(Records excerpted from a collection)
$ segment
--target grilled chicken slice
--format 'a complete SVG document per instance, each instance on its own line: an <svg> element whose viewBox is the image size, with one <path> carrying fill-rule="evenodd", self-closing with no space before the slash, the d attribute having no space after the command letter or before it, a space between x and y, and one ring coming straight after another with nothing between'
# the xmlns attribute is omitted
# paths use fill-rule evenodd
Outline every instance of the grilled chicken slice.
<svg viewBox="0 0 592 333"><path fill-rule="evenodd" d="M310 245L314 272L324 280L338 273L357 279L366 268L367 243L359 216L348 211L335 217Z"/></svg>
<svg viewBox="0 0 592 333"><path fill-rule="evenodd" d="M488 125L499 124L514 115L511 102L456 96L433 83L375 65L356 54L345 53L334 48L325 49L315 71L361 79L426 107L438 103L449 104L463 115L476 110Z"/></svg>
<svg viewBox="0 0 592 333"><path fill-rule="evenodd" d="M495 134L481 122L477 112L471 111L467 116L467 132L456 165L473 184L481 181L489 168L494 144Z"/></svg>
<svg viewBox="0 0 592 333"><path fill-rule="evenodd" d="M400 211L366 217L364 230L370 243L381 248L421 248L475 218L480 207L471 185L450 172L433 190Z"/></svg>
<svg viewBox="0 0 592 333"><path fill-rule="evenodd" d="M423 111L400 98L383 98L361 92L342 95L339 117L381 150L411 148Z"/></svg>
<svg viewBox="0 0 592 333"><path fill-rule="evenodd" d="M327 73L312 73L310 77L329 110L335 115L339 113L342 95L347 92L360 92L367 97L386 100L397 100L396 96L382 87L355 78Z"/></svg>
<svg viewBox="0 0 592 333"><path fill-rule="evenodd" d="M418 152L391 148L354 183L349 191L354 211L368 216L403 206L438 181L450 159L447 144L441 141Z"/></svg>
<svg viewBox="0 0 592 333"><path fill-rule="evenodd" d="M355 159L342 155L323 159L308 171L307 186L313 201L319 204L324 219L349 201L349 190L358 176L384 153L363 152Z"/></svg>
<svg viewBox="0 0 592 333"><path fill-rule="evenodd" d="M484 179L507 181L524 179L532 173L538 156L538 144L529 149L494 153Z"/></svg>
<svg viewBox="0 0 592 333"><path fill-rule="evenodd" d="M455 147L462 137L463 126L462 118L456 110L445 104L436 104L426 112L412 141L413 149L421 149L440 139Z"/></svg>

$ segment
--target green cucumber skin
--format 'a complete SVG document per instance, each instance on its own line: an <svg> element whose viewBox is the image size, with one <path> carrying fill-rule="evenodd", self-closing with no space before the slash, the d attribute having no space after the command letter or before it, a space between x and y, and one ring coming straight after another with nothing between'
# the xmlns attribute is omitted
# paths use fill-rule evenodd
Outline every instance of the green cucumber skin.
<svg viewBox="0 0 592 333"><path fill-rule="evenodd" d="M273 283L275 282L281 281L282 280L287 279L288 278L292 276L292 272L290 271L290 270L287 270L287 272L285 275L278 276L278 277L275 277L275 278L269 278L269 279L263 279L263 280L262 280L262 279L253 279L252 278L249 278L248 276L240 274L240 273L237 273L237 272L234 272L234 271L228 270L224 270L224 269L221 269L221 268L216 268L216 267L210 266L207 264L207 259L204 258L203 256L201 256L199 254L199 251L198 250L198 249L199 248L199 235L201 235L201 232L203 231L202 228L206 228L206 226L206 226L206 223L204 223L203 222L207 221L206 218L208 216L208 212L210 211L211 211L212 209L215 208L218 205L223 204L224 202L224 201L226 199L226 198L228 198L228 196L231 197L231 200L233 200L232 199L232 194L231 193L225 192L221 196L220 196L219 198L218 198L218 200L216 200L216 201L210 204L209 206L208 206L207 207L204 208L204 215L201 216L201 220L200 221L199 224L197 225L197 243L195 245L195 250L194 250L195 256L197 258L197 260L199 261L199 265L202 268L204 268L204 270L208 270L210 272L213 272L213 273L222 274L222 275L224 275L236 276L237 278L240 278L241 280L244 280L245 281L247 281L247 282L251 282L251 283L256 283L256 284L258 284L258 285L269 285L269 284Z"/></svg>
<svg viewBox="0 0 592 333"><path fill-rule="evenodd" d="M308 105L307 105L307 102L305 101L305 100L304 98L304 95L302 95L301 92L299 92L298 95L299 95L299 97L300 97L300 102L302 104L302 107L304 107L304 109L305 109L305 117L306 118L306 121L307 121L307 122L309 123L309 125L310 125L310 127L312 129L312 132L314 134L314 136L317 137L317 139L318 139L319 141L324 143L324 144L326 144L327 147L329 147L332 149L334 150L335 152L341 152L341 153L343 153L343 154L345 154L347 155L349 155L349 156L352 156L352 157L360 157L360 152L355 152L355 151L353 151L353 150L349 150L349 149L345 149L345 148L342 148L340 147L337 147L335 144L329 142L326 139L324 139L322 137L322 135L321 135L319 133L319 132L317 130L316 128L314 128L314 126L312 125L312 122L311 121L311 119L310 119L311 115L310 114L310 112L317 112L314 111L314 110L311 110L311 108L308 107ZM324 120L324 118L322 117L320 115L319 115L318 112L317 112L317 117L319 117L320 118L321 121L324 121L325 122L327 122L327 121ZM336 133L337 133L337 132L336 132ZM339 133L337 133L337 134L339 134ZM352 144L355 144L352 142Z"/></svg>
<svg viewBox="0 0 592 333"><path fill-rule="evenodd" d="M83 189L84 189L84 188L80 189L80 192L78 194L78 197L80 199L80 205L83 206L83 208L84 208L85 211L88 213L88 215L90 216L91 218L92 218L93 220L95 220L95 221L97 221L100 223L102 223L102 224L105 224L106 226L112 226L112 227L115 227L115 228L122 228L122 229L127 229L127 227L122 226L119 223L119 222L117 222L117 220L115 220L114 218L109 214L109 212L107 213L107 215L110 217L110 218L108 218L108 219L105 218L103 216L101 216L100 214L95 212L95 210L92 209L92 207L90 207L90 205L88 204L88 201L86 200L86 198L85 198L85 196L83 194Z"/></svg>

= Written task =
Lay out every line of the records above as a JSON list of strings, one string per line, and leave out the blank lines.

= Complete output =
[
  "$ segment",
  "--target grilled chicken slice",
  "--format 'a complete SVG document per instance, each instance on its own line: an <svg> element whose viewBox is the image size, with one <path> carrying fill-rule=\"evenodd\", self-closing with no space before the slash, the d attribute having no space after the command letter or before it, a space between x and y, and one ring coming straight after another with nothing between'",
  "# the xmlns attribute is omitted",
  "# paths use fill-rule evenodd",
  "Outline every instance of the grilled chicken slice.",
  "<svg viewBox=\"0 0 592 333\"><path fill-rule=\"evenodd\" d=\"M310 245L314 272L324 280L338 273L357 279L366 268L367 243L359 216L348 211L335 217Z\"/></svg>",
  "<svg viewBox=\"0 0 592 333\"><path fill-rule=\"evenodd\" d=\"M488 125L499 124L514 115L511 102L456 96L433 83L375 65L356 54L345 53L334 48L325 49L315 71L361 79L426 107L438 103L449 104L463 115L476 110Z\"/></svg>",
  "<svg viewBox=\"0 0 592 333\"><path fill-rule=\"evenodd\" d=\"M495 134L481 122L477 112L471 111L467 116L467 132L456 165L473 184L481 181L489 168L494 144Z\"/></svg>",
  "<svg viewBox=\"0 0 592 333\"><path fill-rule=\"evenodd\" d=\"M400 211L366 217L364 230L370 243L381 248L421 248L475 218L480 207L471 185L450 172L433 190Z\"/></svg>",
  "<svg viewBox=\"0 0 592 333\"><path fill-rule=\"evenodd\" d=\"M423 111L400 98L383 98L361 92L342 95L339 117L381 150L411 148Z\"/></svg>",
  "<svg viewBox=\"0 0 592 333\"><path fill-rule=\"evenodd\" d=\"M327 73L312 73L310 77L329 110L335 115L339 113L342 95L347 92L360 92L367 97L386 100L397 100L396 96L382 87L355 78Z\"/></svg>",
  "<svg viewBox=\"0 0 592 333\"><path fill-rule=\"evenodd\" d=\"M418 152L391 148L354 183L349 191L354 211L368 216L403 206L438 181L450 159L447 144L441 141Z\"/></svg>",
  "<svg viewBox=\"0 0 592 333\"><path fill-rule=\"evenodd\" d=\"M355 159L342 155L323 159L308 171L307 186L313 201L319 204L324 219L349 201L349 190L358 176L384 153L363 152Z\"/></svg>",
  "<svg viewBox=\"0 0 592 333\"><path fill-rule=\"evenodd\" d=\"M484 179L507 181L524 179L532 173L538 156L538 144L529 149L494 153Z\"/></svg>",
  "<svg viewBox=\"0 0 592 333\"><path fill-rule=\"evenodd\" d=\"M455 147L462 137L463 126L462 118L456 110L445 104L436 104L426 112L412 141L413 149L421 149L440 139Z\"/></svg>",
  "$ segment",
  "--target green cucumber skin",
  "--format 'a complete SVG document per instance, each instance on its own line: an <svg> element whose viewBox is the image size, with one <path> carrying fill-rule=\"evenodd\", self-closing with no space before the slash, the d attribute having no space after the command letter or before it, a space between x and y, and one ring coming straight after another with nothing between'",
  "# the xmlns attribute is omitted",
  "# paths use fill-rule evenodd",
  "Outline every instance of the green cucumber skin.",
  "<svg viewBox=\"0 0 592 333\"><path fill-rule=\"evenodd\" d=\"M273 283L275 282L281 281L282 280L287 279L288 278L292 276L292 272L290 271L290 270L287 270L287 272L285 275L278 276L278 277L275 277L275 278L269 278L269 279L263 279L263 280L262 280L262 279L253 279L252 278L249 278L248 276L240 274L240 273L237 273L237 272L234 272L234 271L228 270L224 270L224 269L221 269L221 268L216 268L216 267L210 266L207 264L207 259L204 258L203 256L201 256L199 254L199 251L198 250L198 249L199 248L199 235L201 235L201 232L203 231L202 228L206 228L206 226L206 226L206 223L204 223L203 222L207 221L206 218L208 216L208 212L210 211L211 211L212 209L215 208L218 205L223 204L224 202L224 201L226 199L226 198L228 198L228 196L231 197L231 200L233 200L232 199L232 194L231 193L225 192L221 196L220 196L219 198L218 198L218 200L216 200L216 201L210 204L209 206L208 206L207 207L204 208L204 215L201 216L201 220L200 221L199 224L197 225L197 243L195 245L195 250L194 250L195 256L197 258L197 260L199 261L199 265L202 268L204 268L204 270L208 270L210 272L213 272L213 273L222 274L222 275L224 275L236 276L237 278L240 278L241 280L244 280L245 281L247 281L247 282L251 282L251 283L256 283L256 284L258 284L258 285L269 285L269 284Z\"/></svg>",
  "<svg viewBox=\"0 0 592 333\"><path fill-rule=\"evenodd\" d=\"M308 105L307 105L307 102L305 101L305 100L304 98L304 95L302 95L301 92L299 92L298 95L299 95L299 97L300 97L300 102L302 104L302 107L304 107L304 109L305 109L305 117L306 118L306 121L307 121L307 122L309 123L309 125L310 125L310 127L312 129L312 132L314 134L314 136L317 137L317 139L318 139L319 141L324 143L324 144L326 144L327 147L329 147L332 149L334 150L335 152L341 152L341 153L343 153L343 154L345 154L347 155L349 155L349 156L352 156L352 157L360 157L360 152L355 152L355 151L353 151L353 150L349 150L349 149L345 149L345 148L342 148L340 147L337 147L335 144L329 142L326 139L324 139L322 137L322 135L321 135L319 133L319 132L317 130L316 128L314 128L314 126L312 125L312 122L311 121L311 119L310 119L311 115L310 114L310 112L317 112L314 111L314 110L311 110L311 108L308 107ZM324 120L324 118L322 117L320 115L319 115L318 112L317 112L317 117L319 117L320 118L321 121L324 121L325 122L327 122L327 121ZM336 133L337 133L337 132L336 132ZM339 133L337 133L337 134L339 134ZM352 144L355 144L352 142Z\"/></svg>",
  "<svg viewBox=\"0 0 592 333\"><path fill-rule=\"evenodd\" d=\"M83 189L84 189L84 188L80 189L80 192L78 194L78 197L80 199L80 205L83 206L83 208L84 208L85 211L88 213L88 215L90 216L91 218L92 218L93 220L95 220L95 221L97 221L100 223L102 223L102 224L105 224L106 226L112 226L112 227L115 227L115 228L122 228L122 229L127 229L127 227L122 226L119 223L119 222L117 222L117 220L115 220L114 218L109 214L109 212L107 213L107 215L110 217L110 218L108 218L108 219L105 218L103 216L101 216L100 214L95 212L95 210L92 209L92 207L90 207L90 205L88 204L88 201L86 200L86 198L85 198L85 196L83 194Z\"/></svg>"
]